• _Provided passage_
Istanbul ranks third among European cities in terms of the increase in revenues per available room in 2007, consulting firm Deloitte announced in a report.
Turkey's most populous city ranks 20th in the global list. Istanbul increased its revenues per available room by 22.1 percent in U.S. dollar terms, rising above the average of Europe, according to Deloitte's “Hospitality Vision - Global Performance Review” report, which evaluates the past year for the global hospitality sector.
“The East-meets-West charms of Istanbul and its promotion as a center for art and culture has assisted this growth,” said Deloitte in the report, noting that Istanbul's average room rates are more competitive than its rivals. Demand is high from Middle East business travelers, particularly in the summer, according to the report published Tuesday.
Istanbul attracts attention as a symbol of the nation's success, said Ahmet Cangöz, Hospitality Industry Leader at Deloitte Turkey. “Istanbul climbed 12 ranks to 20th spot [in global ranking] since 2000. It is becoming a rising star of global tourism,” he said. “The fact that Istanbul has been elected the European Capital of Culture for 2010 offers new opportunities.”
Hospitality sector, which displayed a high performance in terms of average revenues per room and occupancy rates in 2007, attained double-digit growth rates, Deloitte said. Average revenue per hotel room in Europe rose by 15.8 percent to $114, according to the report, in which 165 countries outside North America are compared.

• _Requirement_
Pick up the article on Istanbul's hotel room revenues in 2007 and keep writing from its last sentence.

• _Information shown_

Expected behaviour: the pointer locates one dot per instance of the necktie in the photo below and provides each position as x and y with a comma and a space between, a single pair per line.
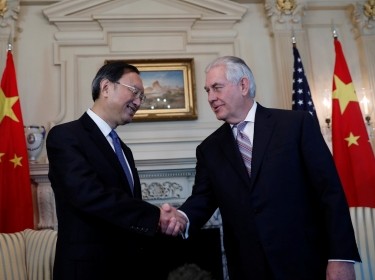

• _Answer section_
According to the European ranking, Moscow tops the list of revenues per available room with a 23.5 percent rise. Paris ranks second with an increase of 23.2 percent, just ahead of Istanbul. Venice and London follow Istanbul with 22 percent and 18.5 percent increases respectively.
Seven out of top 10 cities that obtain highest hospitality revenues are European cities, said Cangöz. Europe is still the heart of tourism and remains a favorite destination for travelers, he said.
The Deloitte report also focused on the positive impact of “open skies” agreement.
“We will see more competition as transatlantic air travel is liberalized through the ‘open skies' agreement,” the report said. “With European airlines now being able to fly to the United States from any European airport and not just their home country, we expect to see a scrabble for flights to and from Europe's major hubs. Airlines are collaborating with former rivals to create competitive schedules, and all of this is good news for the consumer.”